BRIEF 1 -> Summarize the text on capology in two sentences.

DOCUMENT ->
Or at least they would, but for that which makes free agency not quite so free: the cap.

No use trying to figure out the fine points, since great minds now make a specialization of capology.
—Stephen Brunt, “Salary cap shows NBA's finesse on free agency,” The Globe and Mail, July 10, 1996
Last summer, the Magic restructured the contracts of six players and traded Sam Vincent before signing O'Neal to a 7-year, $40 million contract. His first-year salary was about $3.1 million. Vander Weide said he hopes the first-round pick this year can be signed for some amount between $1.7 million and $2.3 million. But various player agents said it would take between $2 million and $3 million to sign a player such as Webber. O'Neal commanded more because of his talent.

"We wade into another interesting and intricate summer of 'capology,' " Magic General Manager Pat Williams said.
—Barry Cooper, “Magic Mission: Trim $4 Million,” Orlando Sentinel, May 24, 1993
1992 (earliest)
You don't need a PhD in salary capology to understand why. New York's good current position stems from a combination of good cap management, talent acquisition, player cooperation and luck.
—David Aldridge, “Knicks Deserve a Tip of the Cap For Mastery of Salary Strategy,” The Washington Post, September 24, 1992
A salary cap is a maximum dollar amount that a team can spend in one year on player salaries. The caps are usually hideously complex and can often be circumvented by using equally complex legal and monetary machinations—i.e., capology. This discipline is also known in the trade as caprobatics.

DATASET ROWS ->
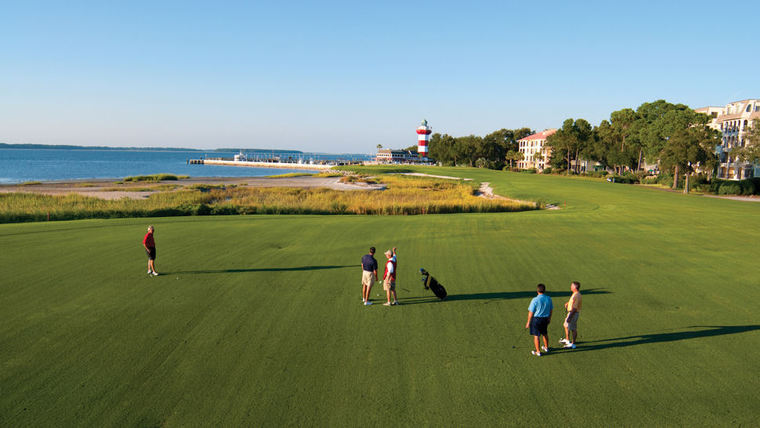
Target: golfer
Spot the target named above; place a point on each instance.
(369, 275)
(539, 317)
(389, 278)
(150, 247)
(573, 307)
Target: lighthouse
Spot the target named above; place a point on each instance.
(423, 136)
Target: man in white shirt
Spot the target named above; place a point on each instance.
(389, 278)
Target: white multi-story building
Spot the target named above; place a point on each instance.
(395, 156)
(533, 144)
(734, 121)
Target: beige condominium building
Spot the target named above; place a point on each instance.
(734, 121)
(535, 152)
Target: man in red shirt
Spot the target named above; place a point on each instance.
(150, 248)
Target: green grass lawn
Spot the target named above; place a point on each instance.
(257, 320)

--

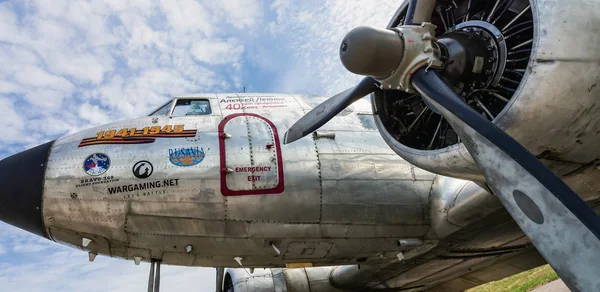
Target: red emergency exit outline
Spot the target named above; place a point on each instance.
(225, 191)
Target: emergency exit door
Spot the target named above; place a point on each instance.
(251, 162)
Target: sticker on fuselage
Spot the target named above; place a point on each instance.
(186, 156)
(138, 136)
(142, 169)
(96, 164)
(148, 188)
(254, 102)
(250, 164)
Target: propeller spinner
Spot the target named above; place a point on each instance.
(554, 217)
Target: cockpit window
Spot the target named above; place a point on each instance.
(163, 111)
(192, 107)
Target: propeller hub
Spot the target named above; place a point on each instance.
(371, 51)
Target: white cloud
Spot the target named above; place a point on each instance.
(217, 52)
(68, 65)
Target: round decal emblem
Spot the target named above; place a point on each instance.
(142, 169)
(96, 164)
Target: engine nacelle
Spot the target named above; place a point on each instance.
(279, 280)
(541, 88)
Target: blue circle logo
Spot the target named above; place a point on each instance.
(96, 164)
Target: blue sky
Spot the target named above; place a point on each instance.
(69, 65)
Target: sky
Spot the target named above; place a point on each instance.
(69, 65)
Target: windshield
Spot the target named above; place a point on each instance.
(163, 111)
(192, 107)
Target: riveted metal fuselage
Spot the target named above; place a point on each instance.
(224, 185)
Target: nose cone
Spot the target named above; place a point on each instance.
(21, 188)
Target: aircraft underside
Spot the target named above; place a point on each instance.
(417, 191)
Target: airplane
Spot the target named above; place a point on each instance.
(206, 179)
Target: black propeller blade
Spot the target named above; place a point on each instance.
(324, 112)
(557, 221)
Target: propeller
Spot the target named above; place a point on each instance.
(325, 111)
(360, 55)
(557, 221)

BRIEF 2 -> Gather every line of the entries above that contains the word "fuselage".

TASK OUTPUT 1 -> The text gathers newspaper quotations from 1992 to 1996 that use the word "capology" for the intricate work of managing a team's salary cap. It defines a salary cap as the maximum a team can spend in one year on player salaries, notes that caps are complex and can be circumvented by equally complex maneuvers known as capology, and adds that this discipline is also called caprobatics.

TASK OUTPUT 2 ->
Target: sticker on fuselage
Target: riveted metal fuselage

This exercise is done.